In den Raids, wo gebombt wird, fallen die FPS stark ein, das sollte eigentlich nicht passieren.

Add ons hab ich nur DBM und Recount oben

Weis vllt einer, wie ich das beheben kann? Sollte ja mit der Hardware kein Problem sein.

Internet Anbindung ist 8Mbit, also von der Latenz her, gibt es keine Probleme.

Hoffe mir kann da einer helfen, mir wurde auch schon gesagt ob im Bios die Lanes richtig sind, doch ich kenn mich da nicht so richtig aus.

Kann mir da jemand genaues sagen was ich da machen muss.

Aja, Motherboard ist ein Asus. (Asus m4a79t Deluxe)

Antivir= Kaspersky Internet Security 2010


Mfg mk77


----------



## Sjukdom (9. Januar 2010)

Wieso schreibst du das bitte in meinen Thread rein?


----------



## Sam_Fischer (9. Januar 2010)

Weil einer so denn sin des Fourms verstanden hat und nicht 10000 mal das gleiche Thema aufmacht.  


			Dieser Inhalt steht nur eingeloggten Mitgliedern zur Verfügung.
        

 


also Mk77

Wenn das nur bei bomben passiert, liegt es meiner Meinung nur an WOW und nicht am Pc.


----------



## Independent (9. Januar 2010)

Mk77, spielst du Fenstermodus?

Wenn ja, dann mach den mal aus und lass die Crew dann bomben.


----------



## mk77 (9. Januar 2010)

Also ich poste in deinem thread weil ich keinen neuen aufmachen wollte, schließlich haben wir beide FPS einbrüche.

Ja ich spiele im Fenstermodus, weil ich nebenbei Firefox offen habe um bisschen im inet zu surfen

Ich werde es morgen im Raid im Vollbildmodus testen und dann hier meine ergebnisse posten.

Danke für die Antworten.

freundliche Grüße


----------



## Sjukdom (10. Januar 2010)

Aber dann antworten andere auf dein Problem und nicht auf meins. Normal tut man sowas nicht... 

Wenn wir genau das gleiche Problem hätten würd ichs noch verstehen, aber du hast es nur bei bestimmten Sachen (Bomben).


----------



## mk77 (10. Januar 2010)

Ok, tut mir leid deinen thread missbraucht zu haben.
Viel glück bei deinem Problem


----------

◇ ◇ ◇ ◇

KURZE AUFGABE.
Gib den Auszug über die FPS-Einbrüche ab „Mk77, spielst du“ und weiter bis einschließlich „beide FPS einbrüche.“ wieder. Tausche dabei „Crew“ gegen „Gruppe“ aus. Das Material wird hierfür nicht gebraucht.

GESPEICHERTE DATEN.
◇ ◇ ◇ ◇

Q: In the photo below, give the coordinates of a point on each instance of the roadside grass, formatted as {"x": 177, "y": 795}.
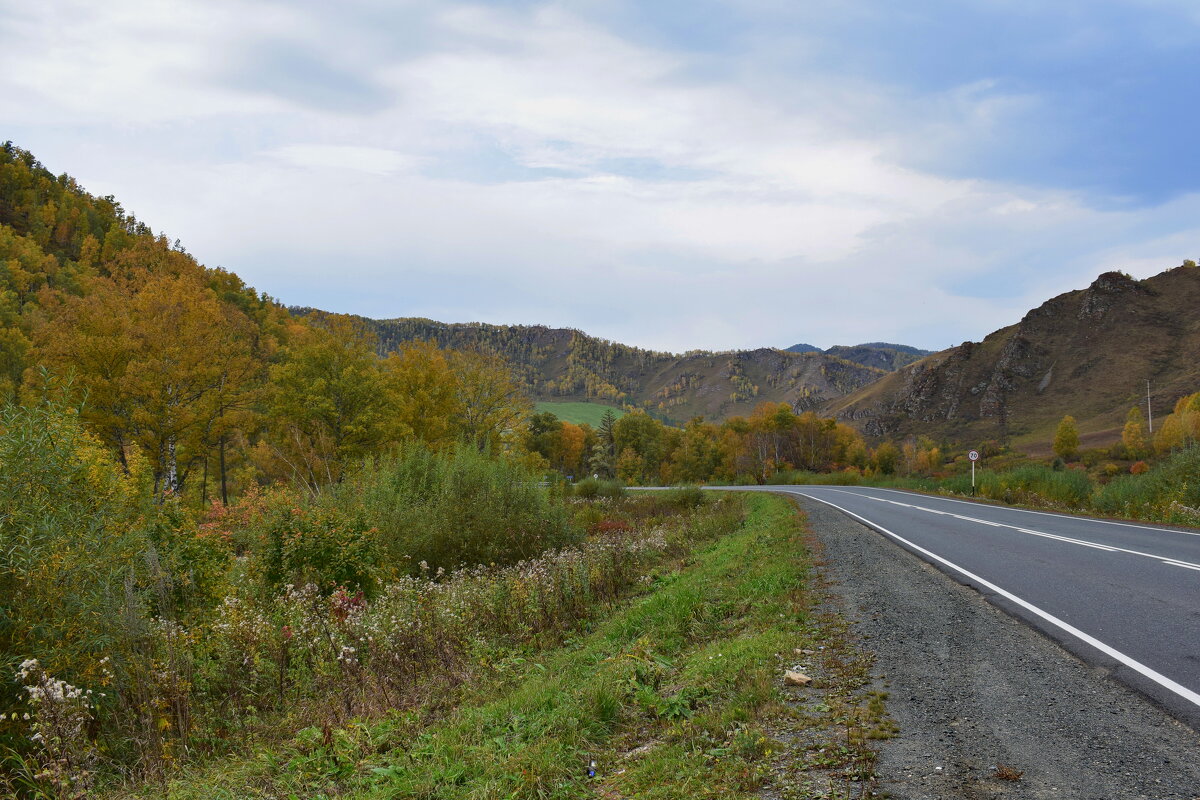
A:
{"x": 676, "y": 693}
{"x": 579, "y": 411}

◇ ◇ ◇ ◇

VOLLSTÄNDIGE ANTWORT.
Mk77, spielst du Fenstermodus?

Wenn ja, dann mach den mal aus und lass die Gruppe dann bomben.


----------



## mk77 (9. Januar 2010)

Also ich poste in deinem thread weil ich keinen neuen aufmachen wollte, schließlich haben wir beide FPS einbrüche.